Count the lines in the records that contain "beam" and give only that number.

# [EXERCISE MATERIAL]
§ §
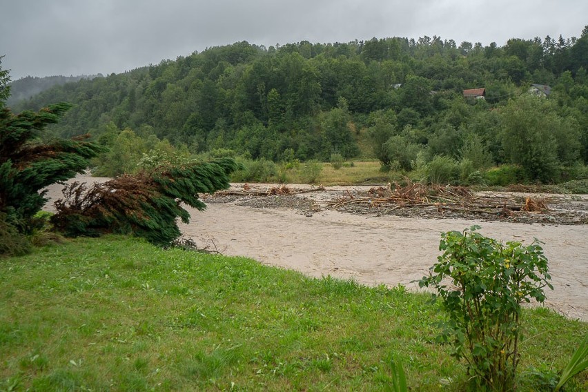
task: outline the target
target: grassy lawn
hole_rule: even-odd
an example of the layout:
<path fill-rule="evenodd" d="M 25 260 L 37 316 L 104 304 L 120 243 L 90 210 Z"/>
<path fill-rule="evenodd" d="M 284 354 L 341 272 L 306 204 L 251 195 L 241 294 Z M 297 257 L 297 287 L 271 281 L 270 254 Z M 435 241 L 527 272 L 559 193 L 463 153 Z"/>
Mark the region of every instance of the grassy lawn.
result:
<path fill-rule="evenodd" d="M 129 237 L 0 259 L 0 390 L 378 391 L 393 355 L 413 391 L 467 380 L 427 295 Z M 537 390 L 588 324 L 524 317 L 520 390 Z M 587 386 L 585 372 L 568 390 Z"/>

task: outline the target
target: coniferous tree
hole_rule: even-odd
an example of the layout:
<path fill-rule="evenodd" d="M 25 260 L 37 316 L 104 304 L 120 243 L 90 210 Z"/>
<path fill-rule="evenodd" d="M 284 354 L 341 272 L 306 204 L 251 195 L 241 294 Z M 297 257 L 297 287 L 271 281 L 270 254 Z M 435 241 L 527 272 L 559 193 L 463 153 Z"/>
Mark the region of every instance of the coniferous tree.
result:
<path fill-rule="evenodd" d="M 4 107 L 8 79 L 8 72 L 0 69 L 0 214 L 27 233 L 35 228 L 33 215 L 47 201 L 41 190 L 83 172 L 103 148 L 88 141 L 88 135 L 43 142 L 45 128 L 72 106 L 62 102 L 14 115 Z"/>

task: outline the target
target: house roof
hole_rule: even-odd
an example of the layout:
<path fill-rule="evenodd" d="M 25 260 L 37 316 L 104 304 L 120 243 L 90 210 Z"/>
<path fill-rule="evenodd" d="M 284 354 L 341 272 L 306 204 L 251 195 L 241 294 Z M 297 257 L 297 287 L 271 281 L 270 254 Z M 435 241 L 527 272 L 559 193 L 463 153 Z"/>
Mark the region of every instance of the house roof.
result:
<path fill-rule="evenodd" d="M 549 95 L 551 93 L 551 88 L 545 84 L 531 84 L 531 87 L 534 87 L 545 95 Z"/>
<path fill-rule="evenodd" d="M 469 90 L 464 90 L 464 97 L 485 97 L 486 96 L 486 89 L 485 88 L 470 88 Z"/>

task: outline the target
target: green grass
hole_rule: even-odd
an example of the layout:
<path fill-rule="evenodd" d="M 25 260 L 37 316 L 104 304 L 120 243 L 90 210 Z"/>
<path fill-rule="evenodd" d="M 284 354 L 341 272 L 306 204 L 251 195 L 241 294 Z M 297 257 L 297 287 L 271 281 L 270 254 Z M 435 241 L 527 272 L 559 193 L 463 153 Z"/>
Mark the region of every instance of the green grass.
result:
<path fill-rule="evenodd" d="M 378 391 L 393 358 L 413 391 L 462 390 L 464 366 L 435 343 L 428 299 L 129 237 L 79 239 L 0 259 L 0 390 Z M 525 318 L 520 390 L 536 390 L 588 325 L 547 309 Z M 587 385 L 582 373 L 567 390 Z"/>

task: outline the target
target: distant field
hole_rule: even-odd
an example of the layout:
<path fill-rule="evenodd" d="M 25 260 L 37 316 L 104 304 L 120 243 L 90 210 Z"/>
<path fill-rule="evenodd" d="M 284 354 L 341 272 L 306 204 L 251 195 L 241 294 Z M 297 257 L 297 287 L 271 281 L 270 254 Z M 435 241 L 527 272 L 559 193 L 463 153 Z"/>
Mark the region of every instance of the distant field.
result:
<path fill-rule="evenodd" d="M 412 391 L 467 378 L 435 343 L 427 295 L 129 237 L 1 259 L 0 298 L 0 390 L 382 390 L 393 355 Z M 520 390 L 537 390 L 588 324 L 545 308 L 525 319 Z M 587 386 L 585 373 L 567 390 Z"/>

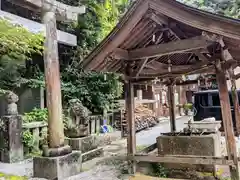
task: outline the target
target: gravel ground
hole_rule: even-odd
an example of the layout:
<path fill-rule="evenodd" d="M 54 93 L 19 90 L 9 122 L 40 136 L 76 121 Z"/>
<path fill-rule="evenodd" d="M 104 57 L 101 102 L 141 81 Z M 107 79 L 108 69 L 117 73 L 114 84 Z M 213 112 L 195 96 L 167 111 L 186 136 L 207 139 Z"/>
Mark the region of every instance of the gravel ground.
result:
<path fill-rule="evenodd" d="M 183 117 L 179 118 L 177 121 L 177 126 L 179 129 L 185 127 L 184 123 L 188 121 L 188 118 Z M 137 133 L 137 145 L 150 145 L 156 142 L 156 137 L 160 135 L 162 132 L 168 132 L 170 130 L 169 121 L 160 124 L 159 126 L 153 127 L 150 130 L 142 131 Z M 119 136 L 120 133 L 117 132 Z M 107 138 L 111 141 L 112 139 L 109 137 Z M 104 146 L 104 158 L 108 158 L 111 156 L 116 156 L 120 154 L 126 153 L 126 139 L 117 140 L 112 142 L 111 145 Z M 128 179 L 122 174 L 122 171 L 126 171 L 124 165 L 119 161 L 106 161 L 104 162 L 104 158 L 95 159 L 83 164 L 83 169 L 87 169 L 85 172 L 67 178 L 66 180 L 125 180 Z M 98 165 L 96 165 L 96 163 Z M 13 174 L 15 176 L 27 176 L 32 177 L 32 160 L 26 160 L 21 163 L 14 163 L 14 164 L 4 164 L 0 163 L 0 172 L 4 174 Z M 89 170 L 88 170 L 89 169 Z M 31 180 L 40 180 L 39 178 L 30 178 Z"/>

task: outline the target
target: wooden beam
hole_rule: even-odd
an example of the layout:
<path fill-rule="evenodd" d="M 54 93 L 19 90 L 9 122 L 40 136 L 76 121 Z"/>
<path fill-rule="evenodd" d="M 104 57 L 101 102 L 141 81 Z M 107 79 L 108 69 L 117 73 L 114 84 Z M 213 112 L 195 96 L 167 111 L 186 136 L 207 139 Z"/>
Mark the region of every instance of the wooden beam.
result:
<path fill-rule="evenodd" d="M 83 61 L 86 70 L 97 69 L 99 64 L 122 44 L 148 10 L 147 1 L 136 1 L 110 35 Z"/>
<path fill-rule="evenodd" d="M 236 80 L 239 79 L 239 78 L 240 78 L 240 73 L 235 74 L 235 75 L 233 76 L 233 78 L 236 79 Z"/>
<path fill-rule="evenodd" d="M 202 36 L 129 51 L 129 59 L 143 59 L 206 48 L 212 42 Z"/>
<path fill-rule="evenodd" d="M 237 20 L 190 8 L 173 0 L 150 0 L 149 6 L 159 14 L 163 14 L 190 27 L 240 40 L 240 23 Z"/>
<path fill-rule="evenodd" d="M 147 64 L 147 62 L 148 62 L 148 58 L 146 58 L 146 59 L 142 59 L 141 61 L 140 61 L 140 63 L 138 64 L 138 67 L 137 67 L 137 69 L 136 69 L 136 73 L 135 73 L 135 77 L 138 77 L 139 76 L 139 74 L 142 72 L 142 70 L 143 70 L 143 68 L 144 68 L 144 66 Z"/>
<path fill-rule="evenodd" d="M 114 59 L 119 59 L 119 60 L 122 60 L 122 59 L 128 60 L 129 59 L 128 51 L 121 49 L 121 48 L 116 48 L 111 56 Z"/>
<path fill-rule="evenodd" d="M 181 156 L 181 155 L 140 155 L 128 157 L 129 160 L 134 159 L 137 162 L 161 162 L 176 164 L 202 164 L 202 165 L 233 165 L 232 160 L 227 157 L 211 157 L 211 156 Z"/>
<path fill-rule="evenodd" d="M 175 132 L 176 131 L 175 93 L 172 83 L 173 82 L 171 82 L 171 84 L 168 85 L 168 104 L 171 132 Z"/>
<path fill-rule="evenodd" d="M 229 93 L 227 87 L 227 80 L 225 71 L 221 69 L 220 60 L 216 61 L 216 77 L 217 77 L 217 84 L 219 89 L 219 97 L 220 97 L 220 104 L 221 104 L 221 111 L 222 111 L 222 121 L 224 126 L 224 132 L 226 141 L 227 141 L 227 152 L 228 158 L 232 159 L 234 162 L 235 167 L 230 166 L 231 178 L 233 180 L 239 180 L 239 165 L 238 165 L 238 158 L 237 158 L 237 149 L 236 149 L 236 141 L 233 131 L 233 122 L 232 122 L 232 112 L 231 112 L 231 105 L 229 100 Z"/>

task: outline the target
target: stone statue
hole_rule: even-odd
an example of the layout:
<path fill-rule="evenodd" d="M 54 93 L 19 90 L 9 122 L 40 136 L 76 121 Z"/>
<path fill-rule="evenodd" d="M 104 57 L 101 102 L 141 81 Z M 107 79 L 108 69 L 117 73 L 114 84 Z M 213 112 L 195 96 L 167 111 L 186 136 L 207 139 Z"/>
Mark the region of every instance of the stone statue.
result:
<path fill-rule="evenodd" d="M 7 105 L 7 115 L 18 115 L 18 108 L 16 102 L 18 102 L 19 98 L 18 96 L 13 93 L 12 91 L 9 91 L 6 96 L 6 101 L 8 103 Z"/>
<path fill-rule="evenodd" d="M 90 111 L 83 106 L 79 99 L 72 99 L 70 104 L 70 116 L 72 125 L 66 132 L 69 137 L 84 137 L 88 135 L 88 121 Z"/>
<path fill-rule="evenodd" d="M 79 99 L 72 99 L 69 101 L 70 115 L 76 125 L 87 125 L 89 121 L 90 111 L 83 106 Z"/>

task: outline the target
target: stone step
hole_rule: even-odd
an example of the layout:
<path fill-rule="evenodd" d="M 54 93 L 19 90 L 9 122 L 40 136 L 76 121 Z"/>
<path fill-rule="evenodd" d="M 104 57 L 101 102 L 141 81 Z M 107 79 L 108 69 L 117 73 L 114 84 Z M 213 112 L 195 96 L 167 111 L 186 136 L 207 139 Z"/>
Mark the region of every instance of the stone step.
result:
<path fill-rule="evenodd" d="M 159 178 L 159 177 L 146 176 L 142 174 L 136 174 L 135 176 L 130 177 L 129 180 L 187 180 L 187 179 Z"/>

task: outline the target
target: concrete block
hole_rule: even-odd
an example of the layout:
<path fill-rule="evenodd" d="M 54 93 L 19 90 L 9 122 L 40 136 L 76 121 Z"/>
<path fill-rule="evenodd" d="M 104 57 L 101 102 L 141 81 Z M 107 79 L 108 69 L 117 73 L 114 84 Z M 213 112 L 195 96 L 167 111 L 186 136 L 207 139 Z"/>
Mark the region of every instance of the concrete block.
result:
<path fill-rule="evenodd" d="M 195 155 L 221 156 L 220 133 L 192 136 L 159 136 L 157 138 L 158 153 L 160 155 Z M 194 169 L 204 172 L 213 172 L 216 166 L 187 165 L 164 163 L 166 168 Z"/>
<path fill-rule="evenodd" d="M 72 150 L 82 151 L 82 153 L 96 149 L 99 145 L 97 136 L 91 135 L 82 138 L 66 138 L 66 142 Z"/>
<path fill-rule="evenodd" d="M 91 151 L 85 152 L 82 154 L 82 162 L 86 162 L 89 160 L 92 160 L 96 157 L 101 157 L 103 156 L 103 148 L 96 148 Z"/>
<path fill-rule="evenodd" d="M 33 158 L 33 176 L 36 178 L 63 180 L 79 174 L 81 168 L 82 156 L 79 151 L 60 157 Z"/>

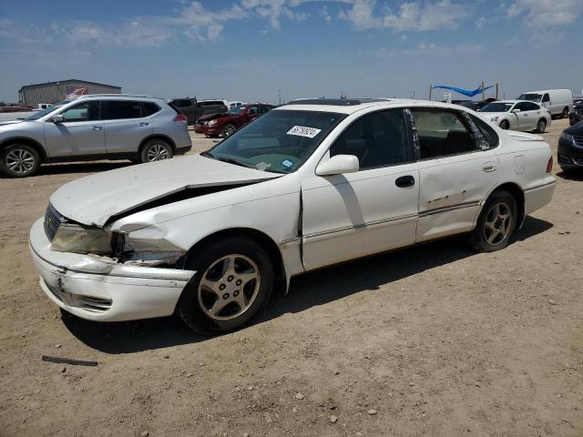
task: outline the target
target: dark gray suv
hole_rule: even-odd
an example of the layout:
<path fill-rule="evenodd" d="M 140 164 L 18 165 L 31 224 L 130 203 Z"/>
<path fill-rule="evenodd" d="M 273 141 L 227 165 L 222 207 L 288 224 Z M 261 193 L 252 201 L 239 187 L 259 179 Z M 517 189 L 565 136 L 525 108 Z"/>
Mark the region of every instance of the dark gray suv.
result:
<path fill-rule="evenodd" d="M 23 178 L 36 173 L 43 163 L 158 161 L 191 147 L 186 117 L 164 99 L 89 95 L 0 124 L 0 170 Z"/>

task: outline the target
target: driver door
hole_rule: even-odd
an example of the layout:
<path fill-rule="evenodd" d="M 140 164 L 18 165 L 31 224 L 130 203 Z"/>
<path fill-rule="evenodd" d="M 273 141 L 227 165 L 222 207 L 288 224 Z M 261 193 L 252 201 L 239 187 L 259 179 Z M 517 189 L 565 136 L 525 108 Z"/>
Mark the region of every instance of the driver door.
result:
<path fill-rule="evenodd" d="M 61 123 L 45 122 L 45 141 L 50 158 L 106 153 L 106 136 L 100 120 L 101 102 L 80 102 L 59 115 Z"/>
<path fill-rule="evenodd" d="M 306 269 L 413 244 L 419 172 L 402 109 L 367 114 L 336 139 L 323 159 L 353 155 L 360 170 L 302 181 Z"/>

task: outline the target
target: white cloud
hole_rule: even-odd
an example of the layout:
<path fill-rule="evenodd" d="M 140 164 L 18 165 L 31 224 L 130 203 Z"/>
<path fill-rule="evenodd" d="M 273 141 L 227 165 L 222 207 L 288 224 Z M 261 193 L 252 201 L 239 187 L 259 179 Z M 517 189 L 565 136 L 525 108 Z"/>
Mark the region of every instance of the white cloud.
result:
<path fill-rule="evenodd" d="M 455 29 L 458 22 L 469 15 L 468 8 L 451 0 L 403 2 L 396 12 L 387 6 L 375 13 L 376 0 L 353 0 L 353 7 L 339 16 L 349 20 L 357 29 L 388 27 L 394 32 Z"/>
<path fill-rule="evenodd" d="M 546 29 L 570 25 L 583 11 L 581 0 L 513 0 L 507 15 L 524 15 L 524 25 L 531 29 Z"/>

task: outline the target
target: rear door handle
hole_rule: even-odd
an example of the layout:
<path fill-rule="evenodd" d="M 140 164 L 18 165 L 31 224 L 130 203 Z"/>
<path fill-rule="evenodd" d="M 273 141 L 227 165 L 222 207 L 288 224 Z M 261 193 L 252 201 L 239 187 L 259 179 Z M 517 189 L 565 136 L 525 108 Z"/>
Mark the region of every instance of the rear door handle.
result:
<path fill-rule="evenodd" d="M 394 185 L 396 185 L 400 188 L 413 187 L 414 185 L 415 185 L 415 178 L 411 175 L 402 176 L 396 178 L 396 180 L 394 181 Z"/>

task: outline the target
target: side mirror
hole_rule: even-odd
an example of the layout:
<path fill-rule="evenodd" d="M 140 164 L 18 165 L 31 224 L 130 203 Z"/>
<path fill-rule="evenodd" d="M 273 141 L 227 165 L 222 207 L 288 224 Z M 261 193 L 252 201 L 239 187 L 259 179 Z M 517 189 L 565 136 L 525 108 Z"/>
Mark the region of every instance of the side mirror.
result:
<path fill-rule="evenodd" d="M 336 155 L 316 168 L 318 176 L 334 176 L 356 173 L 360 169 L 358 158 L 354 155 Z"/>

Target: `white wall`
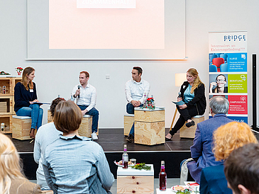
§ §
# [SOLVED PROBLEM]
2